COMPLETE THE FOLLOWING
- 1) List every company or agency the Starliner article names.
- 2) Reproduce the Starliner article between "Starliner is a capsule" and "(United Launch Alliance).", inclusive.
- 3) Carry on the Starliner article after its last sentence.

— Begin DOCUMENT EXTRACT —

SpaceX’s Dragon isn’t the only commercial spacecraft in the game, Boeing’s Starliner will also be making its debut un-crewed flight this year. Just like Dragon, the Starliner is also funded by NASA as part of its Commercial Crew Program. The spacecraft has been in development since 2010 and is now nearing completion. In this blog post we take a closer look at the Starliner – as it’s one of the vehicles private citizens will be able to fly to space on in the next few years!


Starliner is a capsule spacecraft, like the Soyuz and Dragon.  It does not have wings like the Space Shuttle did. It’s launched into space on top of a rocket – in this case the Atlas V built by ULA (United Launch Alliance). 

The Atlas V

The Atlas V rocket has been in operation since 2002 and has launched successfully nearly 80 times since. The Atlas V has a single engine first stage and can be made more powerful by adding solid rocket boosters to the side. When launching the Starliner, Atlas V will have two solid rocket boosters.  After the first stage fuel has been expended, the first stage drops away and the upper stage engine is started.

Crew Module and the Service Module

There are basically two segments to the Starliner: (1) the Crew Module, which sits on top of (2) the Service Module. The Crew Module is exactly that – where the crew sit and is the only part that comes back to Earth.  The Service Module helps the spacecraft maneuver while in space – into the correct orbit, dock and un-dock with the ISS, and directs the spacecraft on the right path home.

— End DOCUMENT EXTRACT —
— Begin LISTING —

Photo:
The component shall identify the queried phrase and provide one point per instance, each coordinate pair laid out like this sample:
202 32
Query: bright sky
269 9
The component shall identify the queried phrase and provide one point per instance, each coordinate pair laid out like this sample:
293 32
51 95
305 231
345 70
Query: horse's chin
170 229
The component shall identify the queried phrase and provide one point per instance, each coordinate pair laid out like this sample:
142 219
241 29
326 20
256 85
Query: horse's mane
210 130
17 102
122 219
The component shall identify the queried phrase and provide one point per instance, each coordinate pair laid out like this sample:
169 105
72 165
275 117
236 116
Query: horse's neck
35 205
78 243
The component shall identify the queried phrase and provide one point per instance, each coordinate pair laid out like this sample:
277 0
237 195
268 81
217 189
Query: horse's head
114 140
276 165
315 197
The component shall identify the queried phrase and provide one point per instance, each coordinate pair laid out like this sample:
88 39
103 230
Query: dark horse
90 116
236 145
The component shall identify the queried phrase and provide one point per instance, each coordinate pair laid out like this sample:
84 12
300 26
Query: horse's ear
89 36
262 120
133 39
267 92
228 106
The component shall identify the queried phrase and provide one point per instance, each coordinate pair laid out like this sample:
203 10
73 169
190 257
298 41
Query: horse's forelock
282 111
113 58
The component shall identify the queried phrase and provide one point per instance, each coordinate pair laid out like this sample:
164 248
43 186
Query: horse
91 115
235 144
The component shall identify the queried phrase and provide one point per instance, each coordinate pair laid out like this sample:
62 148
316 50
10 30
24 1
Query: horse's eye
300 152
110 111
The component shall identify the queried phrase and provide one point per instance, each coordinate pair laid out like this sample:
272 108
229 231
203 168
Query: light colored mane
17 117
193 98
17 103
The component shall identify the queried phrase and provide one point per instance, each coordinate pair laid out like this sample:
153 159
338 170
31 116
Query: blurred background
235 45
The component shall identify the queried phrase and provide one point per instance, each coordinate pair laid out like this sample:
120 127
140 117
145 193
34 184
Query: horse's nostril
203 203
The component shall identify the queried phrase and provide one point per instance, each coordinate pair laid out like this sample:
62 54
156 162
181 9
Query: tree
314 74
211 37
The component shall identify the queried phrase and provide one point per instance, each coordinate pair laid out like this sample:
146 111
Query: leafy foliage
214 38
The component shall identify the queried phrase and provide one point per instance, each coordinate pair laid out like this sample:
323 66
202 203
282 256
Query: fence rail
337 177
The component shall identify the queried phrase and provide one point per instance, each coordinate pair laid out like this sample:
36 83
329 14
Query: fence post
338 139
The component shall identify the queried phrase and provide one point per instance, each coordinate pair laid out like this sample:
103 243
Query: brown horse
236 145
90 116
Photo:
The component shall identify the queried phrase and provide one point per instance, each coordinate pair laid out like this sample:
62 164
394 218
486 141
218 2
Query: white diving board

— End LISTING —
— Begin LISTING —

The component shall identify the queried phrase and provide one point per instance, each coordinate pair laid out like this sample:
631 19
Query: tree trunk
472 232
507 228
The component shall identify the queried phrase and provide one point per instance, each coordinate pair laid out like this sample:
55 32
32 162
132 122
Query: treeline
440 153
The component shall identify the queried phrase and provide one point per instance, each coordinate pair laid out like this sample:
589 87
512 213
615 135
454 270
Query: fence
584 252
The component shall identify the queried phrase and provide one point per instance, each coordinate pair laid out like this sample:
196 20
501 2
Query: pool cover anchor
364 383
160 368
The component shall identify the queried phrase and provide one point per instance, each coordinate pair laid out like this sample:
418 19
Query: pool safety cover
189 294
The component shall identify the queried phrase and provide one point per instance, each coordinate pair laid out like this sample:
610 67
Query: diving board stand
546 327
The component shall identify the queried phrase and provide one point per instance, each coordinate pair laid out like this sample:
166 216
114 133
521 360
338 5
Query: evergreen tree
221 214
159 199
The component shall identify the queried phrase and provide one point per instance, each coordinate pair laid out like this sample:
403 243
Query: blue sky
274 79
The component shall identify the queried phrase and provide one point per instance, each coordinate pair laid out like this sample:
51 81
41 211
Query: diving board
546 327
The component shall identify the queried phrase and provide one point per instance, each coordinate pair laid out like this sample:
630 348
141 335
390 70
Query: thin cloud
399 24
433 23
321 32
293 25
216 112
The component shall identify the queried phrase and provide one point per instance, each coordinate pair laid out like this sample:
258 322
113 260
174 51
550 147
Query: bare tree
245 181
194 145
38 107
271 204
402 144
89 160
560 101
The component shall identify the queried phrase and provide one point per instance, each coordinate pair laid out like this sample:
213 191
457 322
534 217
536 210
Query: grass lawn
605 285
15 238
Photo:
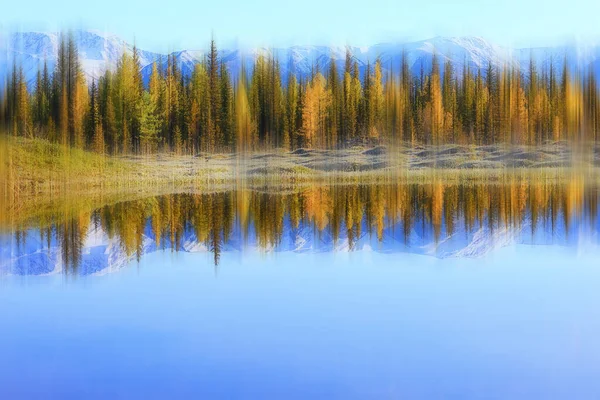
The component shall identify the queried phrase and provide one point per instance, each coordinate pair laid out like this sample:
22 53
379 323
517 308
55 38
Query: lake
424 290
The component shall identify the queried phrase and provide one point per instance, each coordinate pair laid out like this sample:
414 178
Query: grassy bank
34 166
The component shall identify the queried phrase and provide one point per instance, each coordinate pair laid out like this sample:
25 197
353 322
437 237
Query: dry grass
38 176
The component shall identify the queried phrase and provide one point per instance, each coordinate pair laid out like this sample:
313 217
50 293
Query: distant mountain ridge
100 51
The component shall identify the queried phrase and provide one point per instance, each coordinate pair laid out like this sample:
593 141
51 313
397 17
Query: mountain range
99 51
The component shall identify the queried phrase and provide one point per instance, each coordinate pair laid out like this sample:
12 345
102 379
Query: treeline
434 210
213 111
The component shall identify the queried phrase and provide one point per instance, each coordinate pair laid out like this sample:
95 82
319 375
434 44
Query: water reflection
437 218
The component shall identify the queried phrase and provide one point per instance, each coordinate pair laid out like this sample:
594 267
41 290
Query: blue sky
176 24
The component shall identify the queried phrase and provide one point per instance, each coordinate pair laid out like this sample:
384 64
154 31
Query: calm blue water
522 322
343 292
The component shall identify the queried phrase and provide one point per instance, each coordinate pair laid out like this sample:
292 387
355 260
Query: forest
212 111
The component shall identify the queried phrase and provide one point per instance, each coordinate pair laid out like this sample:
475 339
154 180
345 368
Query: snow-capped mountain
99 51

— End LISTING —

RESULTS BY TASK
- 1) SpaceX, Boeing, NASA, United Launch Alliance (ULA)

- 2)
Starliner is a capsule spacecraft, like the Soyuz and Dragon.  It does not have wings like the Space Shuttle did. It’s launched into space on top of a rocket – in this case the Atlas V built by ULA (United Launch Alliance).

- 3)
Upper dome and lower dome

Both parts of the Starliner are being manufactured at the Boeing facility at the Kennedy Space Center in Florida. The top and bottom halves (or domes) of the Crew Module are made of large blanks of space-grade aluminum which is machined down to leave a honeycomb pattern that reduces weight but preserves the strength.  The two domes are then bolted together with over 200 bolts.  Quite a feat of engineering.

Room for seven

Starliner is big enough to carry seven people, although for initial flights it will more likely carry four or five people.  The crew do not have much to do – as you would expect with a modern spacecraft – the Starliner is an autonomous vehicle, although there are manual controls for the pilot as a backup.

Missions to the ISS

The primary use of the spacecraft (at least initially) will be to deliver professional (and several private) astronauts to the International Space Station (ISS). It will stay attached to the ISS serving as the life boat, and return vehicle for the crew.

Return under parachute

Upon return, the Starliner will return to Earth on land, as opposed to water, this will assist in the Starliner’s re-usability.  Reusability after water landings is possible but is a little more challenging.  The spacecraft will be slowed by parachute and large airbags. 

And there, you’re home!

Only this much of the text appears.